Opinion
No. 87-7151.
Argued and Submitted September 13, 1988.
Decided November 7, 1988.
Arthur H. Boelter, Seattle, Wash., for petitioners-appellants.
Elaine Ferris, U.S. Dept. of Justice, Washington, D.C., for respondent-appellee.
On Appeal from the Judgment of the United States Tax Court.
Before WRIGHT, WALLACE and HUG, Circuit Judges.
We address here the issue whether under 26 U.S.C. § 280A(c)(1)(A) petitioner's home office qualifies as his principal place of business.
I. BACKGROUND
Petitioner, Stanley D. Pomarantz, is a physician specializing in emergency care medicine. As the sole proprietor and later as an employee of his corporation, Stanley D. Pomarantz, M.D., Inc., P.S., he contracted with Riverton General Hospital for his services. During 1980 and 1981 he worked 33 to 36 hours per week at the hospital. He treated patients for approximately 14-16 hours of a 24-hour shift. During the remaining hours, he completed charts, followed up on patient treatment, and relaxed. Although he had no private office at the hospital, he had access to a work area, call room, and physician's lounge. The work area contained phones, desk space, and bookshelves with medical journals, textbooks, and handbooks. He relaxed, made calls, read or wrote in the call room which also contained desk space and a phone.

### Tasks to complete
- A) Answer these questions using the home office opinion above:
(i) On what date was the case decided?
(ii) Who appeared for the respondent-appellee?
(iii) How many hours per week did Pomarantz work at the hospital during 1980 and 1981?
- B) Summarize the home office opinion in two sentences.
- C) Carry the home office opinion forward, starting after its final sentence about the call room.

### Given data
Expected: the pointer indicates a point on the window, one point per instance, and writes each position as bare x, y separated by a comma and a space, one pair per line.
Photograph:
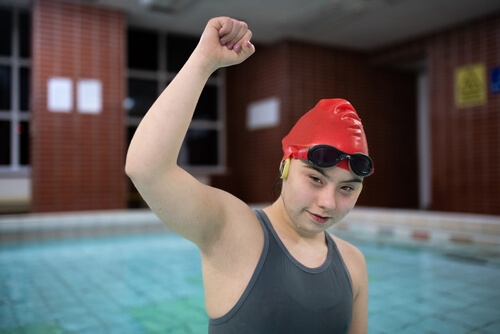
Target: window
154, 58
15, 53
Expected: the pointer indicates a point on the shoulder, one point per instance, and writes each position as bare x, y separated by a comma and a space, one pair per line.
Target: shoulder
349, 252
354, 261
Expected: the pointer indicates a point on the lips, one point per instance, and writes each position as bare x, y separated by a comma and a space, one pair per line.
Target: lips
318, 219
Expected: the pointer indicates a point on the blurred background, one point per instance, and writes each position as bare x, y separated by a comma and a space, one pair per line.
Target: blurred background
77, 76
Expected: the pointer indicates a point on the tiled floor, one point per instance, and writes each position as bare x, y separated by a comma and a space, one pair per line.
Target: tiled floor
152, 284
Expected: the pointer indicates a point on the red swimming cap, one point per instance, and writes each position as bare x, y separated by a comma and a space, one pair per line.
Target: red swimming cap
331, 122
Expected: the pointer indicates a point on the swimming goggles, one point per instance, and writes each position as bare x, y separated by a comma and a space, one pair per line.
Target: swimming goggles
328, 156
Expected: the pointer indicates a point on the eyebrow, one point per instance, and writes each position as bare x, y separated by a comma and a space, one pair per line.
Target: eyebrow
322, 172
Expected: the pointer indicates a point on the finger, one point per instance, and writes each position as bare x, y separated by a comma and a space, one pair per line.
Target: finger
241, 43
233, 31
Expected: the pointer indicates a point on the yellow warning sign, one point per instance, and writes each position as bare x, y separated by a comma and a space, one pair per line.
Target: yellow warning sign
470, 85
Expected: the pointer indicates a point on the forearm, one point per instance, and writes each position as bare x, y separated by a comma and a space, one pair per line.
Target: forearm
158, 138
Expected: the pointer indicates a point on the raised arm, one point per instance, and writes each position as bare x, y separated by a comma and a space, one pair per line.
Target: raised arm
193, 210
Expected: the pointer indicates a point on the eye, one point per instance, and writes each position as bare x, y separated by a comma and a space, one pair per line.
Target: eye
347, 188
315, 179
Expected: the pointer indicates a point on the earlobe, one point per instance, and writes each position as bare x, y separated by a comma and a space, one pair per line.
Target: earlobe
285, 167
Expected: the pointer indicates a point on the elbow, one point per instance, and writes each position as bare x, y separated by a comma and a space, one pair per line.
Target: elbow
131, 167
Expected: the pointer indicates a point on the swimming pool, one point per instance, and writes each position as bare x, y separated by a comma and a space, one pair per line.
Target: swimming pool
151, 283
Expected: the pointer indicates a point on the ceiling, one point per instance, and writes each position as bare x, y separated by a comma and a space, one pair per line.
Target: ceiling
355, 24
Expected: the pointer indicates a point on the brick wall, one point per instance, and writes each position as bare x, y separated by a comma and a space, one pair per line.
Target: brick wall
77, 158
465, 141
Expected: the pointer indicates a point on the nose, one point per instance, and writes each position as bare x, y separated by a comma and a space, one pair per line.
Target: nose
326, 199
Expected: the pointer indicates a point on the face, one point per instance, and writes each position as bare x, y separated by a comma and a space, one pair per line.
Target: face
316, 198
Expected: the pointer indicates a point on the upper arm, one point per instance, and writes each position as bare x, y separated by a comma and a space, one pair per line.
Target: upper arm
356, 265
194, 210
359, 323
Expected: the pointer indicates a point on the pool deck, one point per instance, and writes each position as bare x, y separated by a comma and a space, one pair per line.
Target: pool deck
422, 228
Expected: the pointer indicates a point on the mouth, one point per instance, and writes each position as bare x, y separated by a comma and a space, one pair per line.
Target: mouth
317, 218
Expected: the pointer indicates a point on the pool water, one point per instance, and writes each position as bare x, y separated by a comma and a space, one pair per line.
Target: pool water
152, 284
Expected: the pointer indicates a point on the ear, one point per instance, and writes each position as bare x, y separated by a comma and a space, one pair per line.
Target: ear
284, 168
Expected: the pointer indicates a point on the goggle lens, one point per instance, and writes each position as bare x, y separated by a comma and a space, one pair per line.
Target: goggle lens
328, 156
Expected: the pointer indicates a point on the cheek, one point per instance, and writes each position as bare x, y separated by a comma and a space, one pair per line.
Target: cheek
295, 193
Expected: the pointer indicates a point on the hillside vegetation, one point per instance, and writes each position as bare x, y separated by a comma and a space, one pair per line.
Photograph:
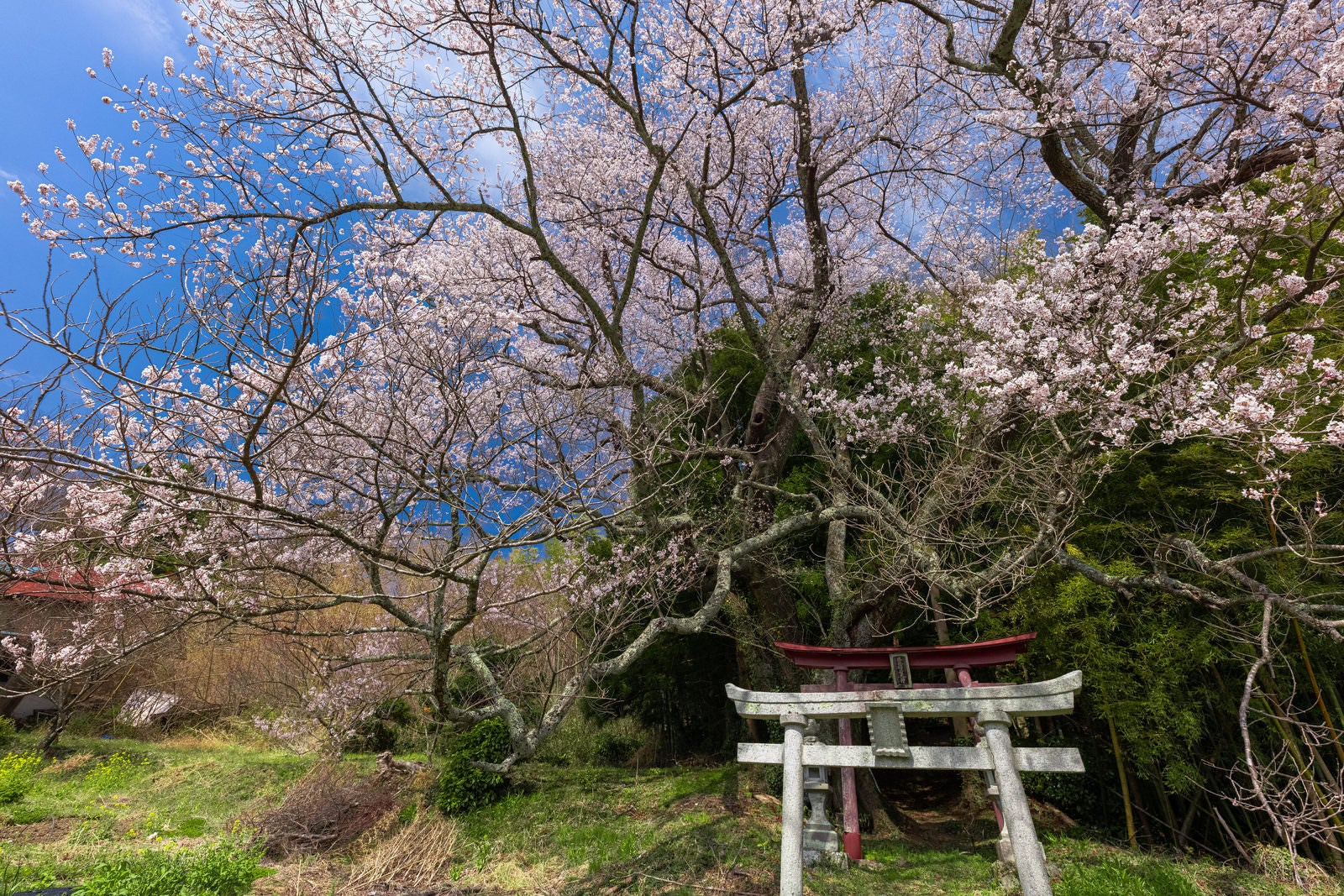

### Answers for this exercise
- A)
(i) November 7, 1988.
(ii) Elaine Ferris, U.S. Dept. of Justice, Washington, D.C.
(iii) 33 to 36 hours per week.

- B) The opinion addresses whether, under 26 U.S.C. § 280A(c)(1)(A), the home office of Stanley D. Pomarantz, a physician specializing in emergency care medicine, qualifies as his principal place of business. During 1980 and 1981 he worked 33 to 36 hours per week at Riverton General Hospital, where he had no private office but had access to a work area, call room, and physician's lounge.

- C)
Dr. Pomarantz maintained a home office where he kept a library of medical journals and texts, business records for his professional service corporation and patients' charts. There he spent 150-250 hours per year reading publications. He also studied, wrote and followed up on patient care. He treated no patients at home. In most weeks, and as an average, he spent more time per week at the hospital rather than working at home.
On their joint income tax return in 1980, Dr. Pomarantz and his wife claimed a deduction of $1,454 for maintaining his home office while he was a sole proprietor. In 1980 and 1981, they deducted $3,816 and $3,599 respectively for Stanley D. Pomarantz, M.D., Inc., P.S. The Commissioner disallowed the home office deduction. The Tax Court found that Dr. Pomarantz's home office did not qualify as his principal place of business within the meaning of 26 U.S.C. § 280A(c)(1)(A).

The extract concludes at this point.